# Assignment
An exact copy of the entries, with every picture omitted, is what is needed here.

Region pointing data:
------
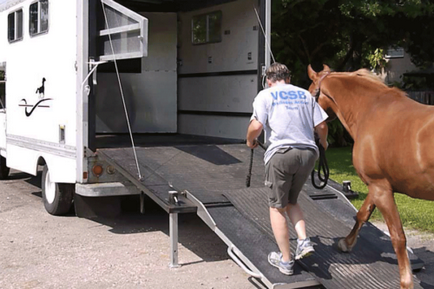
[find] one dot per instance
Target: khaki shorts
(285, 174)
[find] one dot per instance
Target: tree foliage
(349, 34)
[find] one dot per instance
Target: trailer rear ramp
(212, 181)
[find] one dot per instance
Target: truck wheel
(4, 170)
(57, 197)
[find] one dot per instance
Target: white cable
(263, 32)
(122, 93)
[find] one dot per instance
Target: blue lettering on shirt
(301, 94)
(283, 95)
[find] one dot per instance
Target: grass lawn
(415, 214)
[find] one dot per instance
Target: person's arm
(322, 131)
(253, 132)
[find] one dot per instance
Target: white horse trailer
(79, 70)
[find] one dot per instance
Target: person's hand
(252, 144)
(324, 143)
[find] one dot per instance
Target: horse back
(396, 146)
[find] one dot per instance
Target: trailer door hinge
(88, 152)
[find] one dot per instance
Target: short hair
(277, 72)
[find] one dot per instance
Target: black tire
(4, 170)
(57, 197)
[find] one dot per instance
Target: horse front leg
(387, 206)
(347, 244)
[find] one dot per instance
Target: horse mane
(368, 75)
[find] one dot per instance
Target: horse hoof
(343, 246)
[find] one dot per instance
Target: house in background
(418, 83)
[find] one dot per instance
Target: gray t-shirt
(288, 114)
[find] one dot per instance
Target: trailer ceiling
(169, 5)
------
# Completed task
[find] one dot per instance
Target: khaki shorts
(285, 174)
[find] one dot per instance
Target: tree foliage
(349, 34)
[find] one dot per instance
Target: trailer rear ramp
(212, 181)
[find] one dot per instance
Target: truck wheel
(4, 170)
(57, 197)
[find] one dot per instance
Target: white cable
(263, 32)
(122, 93)
[find] one dot per instance
Target: blue lettering on shirt
(301, 94)
(283, 95)
[find] one dot per instance
Target: grass lawn
(415, 214)
[find] one dot per instance
Target: person's arm
(322, 131)
(253, 132)
[find] one dot per instance
Target: white horse trailer
(79, 70)
[find] one dot per instance
Target: person's hand
(252, 144)
(324, 143)
[find] one dot per instance
Target: horse back
(396, 146)
[find] one dot per instance
Target: trailer door hinge
(88, 152)
[find] one dot per instance
Target: short hair
(277, 72)
[find] one dot per instance
Target: black tire
(4, 170)
(57, 197)
[find] one dot per instance
Target: horse front leg
(387, 206)
(347, 244)
[find] one dot per instance
Target: horse mane
(368, 75)
[find] one dot per instance
Target: horse hoof
(343, 246)
[find] one dot per instance
Target: house in background
(418, 83)
[find] one dot per instance
Target: gray t-shirt
(288, 114)
[find] one dot per instance
Target: trailer ceiling
(169, 5)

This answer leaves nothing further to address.